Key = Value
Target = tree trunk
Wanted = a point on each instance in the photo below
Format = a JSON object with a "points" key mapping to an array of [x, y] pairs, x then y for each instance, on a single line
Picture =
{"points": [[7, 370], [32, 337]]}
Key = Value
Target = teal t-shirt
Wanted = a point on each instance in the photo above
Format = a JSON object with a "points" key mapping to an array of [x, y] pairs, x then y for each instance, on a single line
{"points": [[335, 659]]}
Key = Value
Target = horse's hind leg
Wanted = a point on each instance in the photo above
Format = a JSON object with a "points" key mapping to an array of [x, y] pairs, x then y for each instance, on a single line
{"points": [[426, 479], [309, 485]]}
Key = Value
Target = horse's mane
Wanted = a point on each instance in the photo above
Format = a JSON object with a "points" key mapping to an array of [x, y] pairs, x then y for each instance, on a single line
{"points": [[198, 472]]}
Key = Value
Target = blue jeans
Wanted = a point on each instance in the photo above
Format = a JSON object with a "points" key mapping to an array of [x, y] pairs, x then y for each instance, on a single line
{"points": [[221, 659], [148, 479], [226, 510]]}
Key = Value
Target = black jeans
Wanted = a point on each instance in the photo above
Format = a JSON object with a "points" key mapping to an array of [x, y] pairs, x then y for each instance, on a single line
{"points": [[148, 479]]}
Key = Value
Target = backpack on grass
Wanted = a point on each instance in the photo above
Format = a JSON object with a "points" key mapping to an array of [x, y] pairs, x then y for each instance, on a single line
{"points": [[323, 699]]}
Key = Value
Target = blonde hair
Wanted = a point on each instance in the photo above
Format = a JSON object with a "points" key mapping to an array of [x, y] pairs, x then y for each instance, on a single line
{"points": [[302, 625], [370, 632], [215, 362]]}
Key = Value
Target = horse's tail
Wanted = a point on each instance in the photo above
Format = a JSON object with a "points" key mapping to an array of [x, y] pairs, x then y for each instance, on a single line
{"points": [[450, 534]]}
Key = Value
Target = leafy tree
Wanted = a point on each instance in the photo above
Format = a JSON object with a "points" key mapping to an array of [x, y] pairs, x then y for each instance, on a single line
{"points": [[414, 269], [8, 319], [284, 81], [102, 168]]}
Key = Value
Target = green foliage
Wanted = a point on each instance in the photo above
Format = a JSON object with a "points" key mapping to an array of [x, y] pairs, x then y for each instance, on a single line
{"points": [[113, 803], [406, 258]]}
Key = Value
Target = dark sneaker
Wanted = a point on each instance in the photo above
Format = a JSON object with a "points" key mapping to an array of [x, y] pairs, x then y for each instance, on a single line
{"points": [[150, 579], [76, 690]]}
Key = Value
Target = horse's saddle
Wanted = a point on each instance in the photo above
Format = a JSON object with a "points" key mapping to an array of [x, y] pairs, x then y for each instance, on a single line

■ **What this task involves**
Print all the data exactly.

■ **Reply**
Key = Value
Target = tree trunk
Wanted = a point on each instance in the photo below
Format = a JSON object with a "points" key mapping to an array of [x, y] pairs, x then y for each instance, on a single line
Picture =
{"points": [[7, 370], [32, 337]]}
Key = Value
Target = teal t-shirt
Wanted = a point on each instance in the photo above
Format = a JSON object with a "points" key mapping to an array of [x, y] pairs, x then y for each instance, on a single line
{"points": [[335, 659]]}
Key = Value
Target = horse's hind leg
Wanted = a point on each instance in the photo above
Format = a JSON object with a "points" key mapping to an array of [x, y] pairs, x then y for each instance, on a single line
{"points": [[426, 479], [309, 485]]}
Key = Value
Target = horse's mane
Wanted = a point on each instance in the photo above
Format = a JSON object with a "points" key mapping to an array of [x, y] pairs, x then y for each instance, on a single line
{"points": [[198, 472]]}
Key = Value
Target = blue jeans
Wanted = a point on each instance in the photo above
Format = a JSON object with a "points" key mapping to an array of [x, y] pairs, x then y for each instance, on a single line
{"points": [[221, 659], [148, 479], [226, 510]]}
Key = Value
Target = black jeans
Wanted = a point on each instance in the photo above
Format = a JSON object with a "points" key mapping to an array of [x, y] pairs, x then y for each instance, on a single line
{"points": [[148, 479]]}
Key = Value
Target = backpack on grass
Wanted = a point on each instance in the photo above
Format = a JSON object with a "points" key mapping to an array of [x, y] pairs, x then y for each instance, on a single line
{"points": [[323, 699]]}
Key = Value
Target = blonde hair
Wanted = a point on each instance in the photo above
Format = a JSON object with a "points" key mapping to an array of [x, y] pairs, x then y for each instance, on a single line
{"points": [[302, 625], [370, 632], [215, 362]]}
Key = Value
Target = horse's tail
Wanted = a point on each instance in the photo above
Format = a JSON object with a "points" key mapping to an array of [x, y] pairs, x then y for each instance, on a single line
{"points": [[450, 534]]}
Key = Value
Target = leafy tree
Wanted = a point on each instance in the photo above
Format = a JSON object with a "points" key mapping to an array of [x, y] pairs, x then y for each instance, on a single line
{"points": [[414, 269], [8, 319], [284, 81], [102, 168]]}
Key = Value
Target = green foliage
Wanted = a point on each instance in the photo above
Format = a JSON object with a "points" key mapping to an array of [x, y] pairs, x then y for each instance, on a single line
{"points": [[113, 803], [406, 258]]}
Key = Value
Target = dark sneaker
Wanted = a point on each instance in the photo above
Format = a JSON object with a "points" key mapping to an array of [x, y] pairs, x then y for each instance, on a single line
{"points": [[150, 579], [76, 690]]}
Key = Value
Target = horse's saddle
Wanted = a point on each instance in the photo above
Format = a JSON object with a "points" key mapping to an array of [x, y] pairs, x then y for each instance, on a single line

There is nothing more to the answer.